INPUT MATERIAL »
^^^^

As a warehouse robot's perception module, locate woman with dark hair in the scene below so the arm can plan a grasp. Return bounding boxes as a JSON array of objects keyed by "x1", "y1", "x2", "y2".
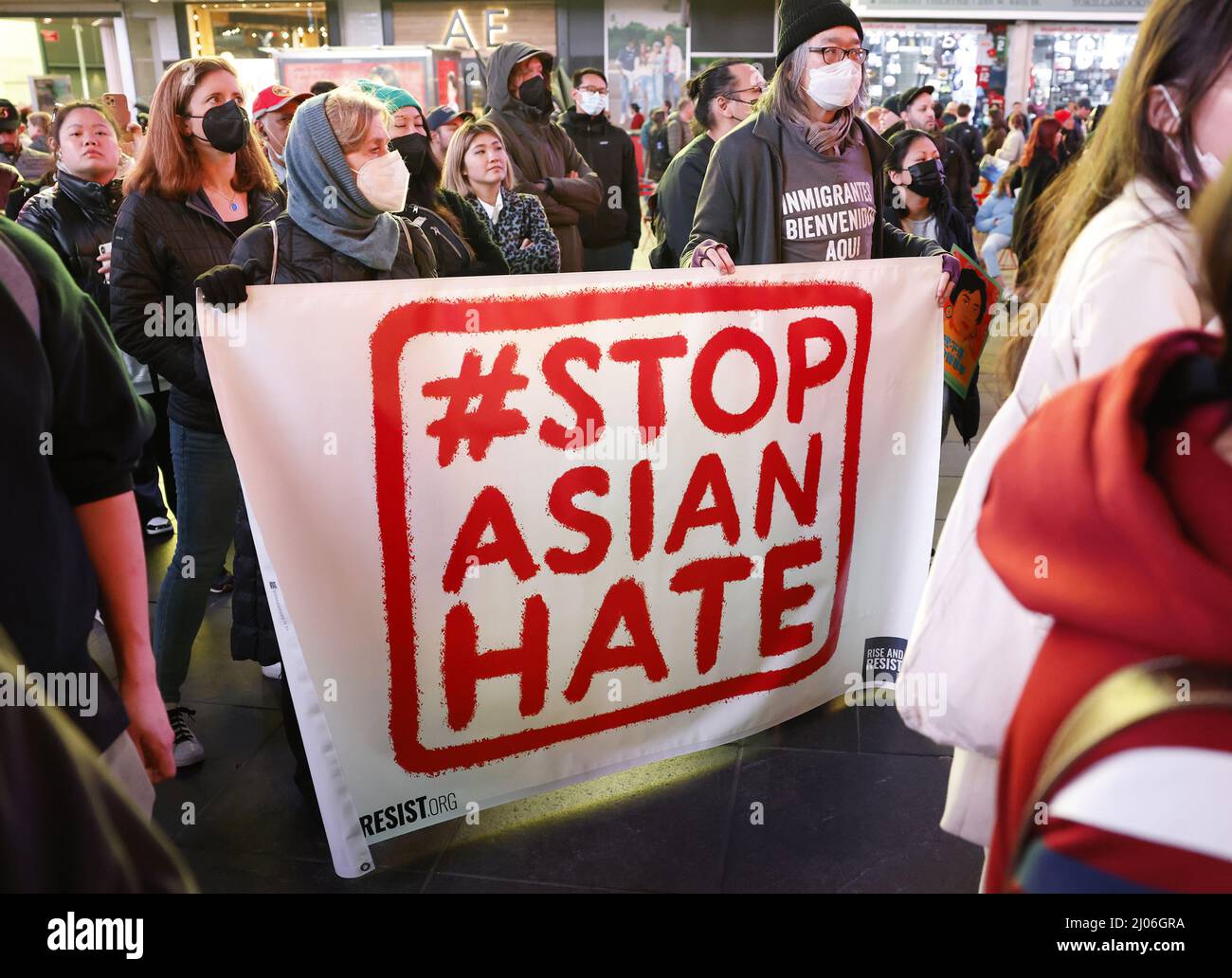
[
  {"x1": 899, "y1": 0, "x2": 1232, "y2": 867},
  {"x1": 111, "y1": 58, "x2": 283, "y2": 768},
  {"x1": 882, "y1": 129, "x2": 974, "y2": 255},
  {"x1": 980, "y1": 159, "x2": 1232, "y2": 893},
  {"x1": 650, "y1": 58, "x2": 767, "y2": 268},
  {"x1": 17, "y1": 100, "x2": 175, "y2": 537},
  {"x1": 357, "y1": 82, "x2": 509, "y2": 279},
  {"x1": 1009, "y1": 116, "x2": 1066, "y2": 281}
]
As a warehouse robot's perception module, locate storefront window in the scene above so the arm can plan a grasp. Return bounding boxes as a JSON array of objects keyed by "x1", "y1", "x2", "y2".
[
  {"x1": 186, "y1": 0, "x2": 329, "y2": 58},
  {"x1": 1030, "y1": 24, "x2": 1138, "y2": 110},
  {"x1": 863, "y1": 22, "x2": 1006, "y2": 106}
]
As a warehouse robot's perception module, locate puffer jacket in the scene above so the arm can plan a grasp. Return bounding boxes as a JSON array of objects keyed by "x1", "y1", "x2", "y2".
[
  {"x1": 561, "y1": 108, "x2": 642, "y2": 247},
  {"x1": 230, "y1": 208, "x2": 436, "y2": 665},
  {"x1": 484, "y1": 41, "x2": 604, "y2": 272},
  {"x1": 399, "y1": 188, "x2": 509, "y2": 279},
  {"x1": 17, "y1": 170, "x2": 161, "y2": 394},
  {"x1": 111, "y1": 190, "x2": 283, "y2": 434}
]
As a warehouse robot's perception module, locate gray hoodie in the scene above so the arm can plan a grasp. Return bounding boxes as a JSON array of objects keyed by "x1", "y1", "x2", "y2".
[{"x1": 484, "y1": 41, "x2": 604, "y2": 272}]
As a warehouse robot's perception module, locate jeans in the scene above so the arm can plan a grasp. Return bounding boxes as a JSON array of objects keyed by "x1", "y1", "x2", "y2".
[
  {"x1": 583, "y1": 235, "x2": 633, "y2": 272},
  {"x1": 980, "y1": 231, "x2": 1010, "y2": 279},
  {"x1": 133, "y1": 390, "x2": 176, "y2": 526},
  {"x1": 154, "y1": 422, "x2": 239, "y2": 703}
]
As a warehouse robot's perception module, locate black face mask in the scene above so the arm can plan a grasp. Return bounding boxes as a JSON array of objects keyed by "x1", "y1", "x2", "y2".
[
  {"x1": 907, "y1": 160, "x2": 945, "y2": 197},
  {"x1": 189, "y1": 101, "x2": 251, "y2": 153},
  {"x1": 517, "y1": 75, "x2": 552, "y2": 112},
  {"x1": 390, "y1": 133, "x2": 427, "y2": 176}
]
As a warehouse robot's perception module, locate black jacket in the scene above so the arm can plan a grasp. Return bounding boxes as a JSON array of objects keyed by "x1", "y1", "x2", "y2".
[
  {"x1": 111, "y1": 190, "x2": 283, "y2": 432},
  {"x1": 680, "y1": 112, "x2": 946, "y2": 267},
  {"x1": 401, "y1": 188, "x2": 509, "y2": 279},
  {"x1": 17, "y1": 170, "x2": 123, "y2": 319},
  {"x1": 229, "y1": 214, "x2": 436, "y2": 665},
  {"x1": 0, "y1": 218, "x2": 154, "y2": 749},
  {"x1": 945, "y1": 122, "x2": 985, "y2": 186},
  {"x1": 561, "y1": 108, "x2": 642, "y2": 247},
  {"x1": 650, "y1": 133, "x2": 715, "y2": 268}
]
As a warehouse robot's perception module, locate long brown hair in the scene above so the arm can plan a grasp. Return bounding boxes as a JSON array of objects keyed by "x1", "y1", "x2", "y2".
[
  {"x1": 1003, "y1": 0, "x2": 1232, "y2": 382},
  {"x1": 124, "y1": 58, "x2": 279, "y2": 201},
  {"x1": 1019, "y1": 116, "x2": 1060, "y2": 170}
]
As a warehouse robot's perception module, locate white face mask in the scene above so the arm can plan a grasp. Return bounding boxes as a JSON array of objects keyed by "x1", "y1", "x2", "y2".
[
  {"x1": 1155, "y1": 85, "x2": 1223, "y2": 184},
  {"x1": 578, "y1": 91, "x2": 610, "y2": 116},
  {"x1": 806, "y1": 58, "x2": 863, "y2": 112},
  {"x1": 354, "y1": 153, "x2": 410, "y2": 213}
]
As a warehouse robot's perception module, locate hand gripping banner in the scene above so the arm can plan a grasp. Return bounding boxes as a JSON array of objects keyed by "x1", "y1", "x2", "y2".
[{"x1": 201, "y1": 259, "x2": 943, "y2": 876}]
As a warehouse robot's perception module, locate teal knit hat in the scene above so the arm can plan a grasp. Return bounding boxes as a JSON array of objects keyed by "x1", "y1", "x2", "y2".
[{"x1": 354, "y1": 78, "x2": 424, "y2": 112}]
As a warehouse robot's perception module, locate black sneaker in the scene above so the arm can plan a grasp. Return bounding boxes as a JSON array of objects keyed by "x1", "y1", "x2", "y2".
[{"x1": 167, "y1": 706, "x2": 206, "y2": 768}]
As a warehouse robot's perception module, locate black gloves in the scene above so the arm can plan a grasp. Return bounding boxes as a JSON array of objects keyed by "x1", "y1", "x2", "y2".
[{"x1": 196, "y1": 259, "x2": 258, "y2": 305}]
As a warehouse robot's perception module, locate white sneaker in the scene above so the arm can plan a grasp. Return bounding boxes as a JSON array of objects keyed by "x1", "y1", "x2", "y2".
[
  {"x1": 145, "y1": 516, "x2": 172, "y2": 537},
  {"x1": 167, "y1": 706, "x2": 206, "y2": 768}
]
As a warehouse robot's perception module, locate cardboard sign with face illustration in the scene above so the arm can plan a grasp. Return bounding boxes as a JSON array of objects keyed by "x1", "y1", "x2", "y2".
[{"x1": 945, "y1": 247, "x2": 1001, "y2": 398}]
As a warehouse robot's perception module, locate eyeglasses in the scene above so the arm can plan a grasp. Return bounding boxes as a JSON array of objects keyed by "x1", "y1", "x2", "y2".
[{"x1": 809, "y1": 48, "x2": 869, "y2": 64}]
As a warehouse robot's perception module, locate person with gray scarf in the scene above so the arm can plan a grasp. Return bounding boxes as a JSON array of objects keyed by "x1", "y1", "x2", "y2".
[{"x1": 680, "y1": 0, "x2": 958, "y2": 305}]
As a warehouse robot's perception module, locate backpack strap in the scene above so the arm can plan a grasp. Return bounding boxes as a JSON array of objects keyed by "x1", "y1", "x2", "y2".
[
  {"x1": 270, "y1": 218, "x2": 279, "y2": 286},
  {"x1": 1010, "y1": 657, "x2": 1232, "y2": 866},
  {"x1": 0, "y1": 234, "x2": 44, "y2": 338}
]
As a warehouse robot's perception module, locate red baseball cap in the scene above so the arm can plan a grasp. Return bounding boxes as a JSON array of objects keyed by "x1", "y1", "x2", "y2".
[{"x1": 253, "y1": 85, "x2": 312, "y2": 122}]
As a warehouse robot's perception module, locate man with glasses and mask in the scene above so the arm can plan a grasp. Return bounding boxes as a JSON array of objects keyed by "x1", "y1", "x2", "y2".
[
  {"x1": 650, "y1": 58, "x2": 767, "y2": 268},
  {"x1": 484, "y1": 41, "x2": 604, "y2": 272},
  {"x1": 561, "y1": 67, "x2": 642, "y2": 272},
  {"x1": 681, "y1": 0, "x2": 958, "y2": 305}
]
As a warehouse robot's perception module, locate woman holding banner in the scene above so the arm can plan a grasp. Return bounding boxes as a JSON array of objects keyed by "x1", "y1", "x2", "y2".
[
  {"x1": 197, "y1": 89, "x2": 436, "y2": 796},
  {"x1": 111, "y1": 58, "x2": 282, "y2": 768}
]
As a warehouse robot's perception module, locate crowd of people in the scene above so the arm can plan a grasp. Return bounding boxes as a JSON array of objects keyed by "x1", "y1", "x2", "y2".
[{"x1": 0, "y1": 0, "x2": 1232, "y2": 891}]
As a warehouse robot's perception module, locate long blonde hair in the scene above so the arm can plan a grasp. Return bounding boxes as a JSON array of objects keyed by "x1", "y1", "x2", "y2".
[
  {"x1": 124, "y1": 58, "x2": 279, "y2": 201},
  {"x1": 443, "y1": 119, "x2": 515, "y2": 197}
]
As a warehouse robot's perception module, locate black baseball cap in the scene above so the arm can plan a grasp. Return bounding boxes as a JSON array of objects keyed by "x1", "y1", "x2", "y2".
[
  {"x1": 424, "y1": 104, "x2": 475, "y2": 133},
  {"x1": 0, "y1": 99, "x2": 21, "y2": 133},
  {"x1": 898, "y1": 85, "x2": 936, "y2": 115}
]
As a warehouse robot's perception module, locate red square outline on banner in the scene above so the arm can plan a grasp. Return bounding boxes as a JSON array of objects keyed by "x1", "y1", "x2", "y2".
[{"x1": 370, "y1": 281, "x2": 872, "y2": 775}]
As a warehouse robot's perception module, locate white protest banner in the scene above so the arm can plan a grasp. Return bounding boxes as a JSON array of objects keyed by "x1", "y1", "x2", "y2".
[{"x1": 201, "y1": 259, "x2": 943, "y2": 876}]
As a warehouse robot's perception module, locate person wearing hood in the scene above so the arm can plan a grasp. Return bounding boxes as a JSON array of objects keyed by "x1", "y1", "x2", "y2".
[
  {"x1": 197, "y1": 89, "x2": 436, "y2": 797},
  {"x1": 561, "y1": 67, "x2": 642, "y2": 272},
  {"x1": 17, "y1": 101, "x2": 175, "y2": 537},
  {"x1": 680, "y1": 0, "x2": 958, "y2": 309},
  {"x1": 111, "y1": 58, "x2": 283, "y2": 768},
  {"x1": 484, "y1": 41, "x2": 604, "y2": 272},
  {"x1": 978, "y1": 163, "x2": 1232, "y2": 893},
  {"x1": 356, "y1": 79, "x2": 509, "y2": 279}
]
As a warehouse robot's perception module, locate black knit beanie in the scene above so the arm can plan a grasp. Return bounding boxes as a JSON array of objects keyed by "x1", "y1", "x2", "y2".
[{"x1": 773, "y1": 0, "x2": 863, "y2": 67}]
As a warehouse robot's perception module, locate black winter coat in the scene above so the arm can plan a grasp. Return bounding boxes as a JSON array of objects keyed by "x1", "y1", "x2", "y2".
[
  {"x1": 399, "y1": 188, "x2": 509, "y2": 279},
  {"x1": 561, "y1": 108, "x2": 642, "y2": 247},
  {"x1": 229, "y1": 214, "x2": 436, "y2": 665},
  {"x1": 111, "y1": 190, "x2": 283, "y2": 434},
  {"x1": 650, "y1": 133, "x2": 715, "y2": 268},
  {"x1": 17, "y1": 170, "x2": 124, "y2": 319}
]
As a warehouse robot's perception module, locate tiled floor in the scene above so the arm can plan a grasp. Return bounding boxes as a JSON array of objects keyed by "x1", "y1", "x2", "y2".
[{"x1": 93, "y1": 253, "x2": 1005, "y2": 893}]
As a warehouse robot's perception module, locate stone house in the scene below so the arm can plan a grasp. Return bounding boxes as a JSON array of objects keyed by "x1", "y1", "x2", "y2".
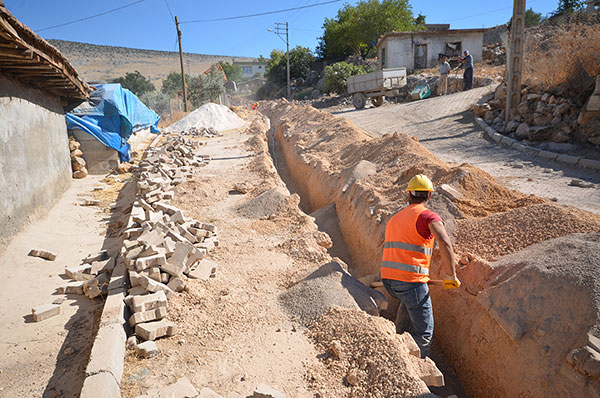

^^^^

WHAT IS ASKED »
Display each line of the listing above that contains the word "teal", copying every such line in full.

SOLUTION BELOW »
As a warehouse robot's perception module, locate teal knit hat in the scene above so the arm can plan a grasp. Return bounding boxes as a JSON array of objects keyed by "x1", "y1", "x2", "y2".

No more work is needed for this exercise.